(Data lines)

◇ ◇ ◇ ◇ ◇ ◇ ◇

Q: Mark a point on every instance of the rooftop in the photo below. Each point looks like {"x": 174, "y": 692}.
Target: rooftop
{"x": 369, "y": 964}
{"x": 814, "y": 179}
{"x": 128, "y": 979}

◇ ◇ ◇ ◇ ◇ ◇ ◇

Arrange the entries above as a Markdown table with the columns "No." and "Line," giving each nonblank line its own numbered row.

| No. | Line |
|---|---|
| 1 | Q: Mark a point on every instance of the rooftop in the photo below. Each point looks like {"x": 174, "y": 692}. |
| 2 | Target: rooftop |
| 3 | {"x": 369, "y": 964} |
| 4 | {"x": 814, "y": 179} |
| 5 | {"x": 128, "y": 979} |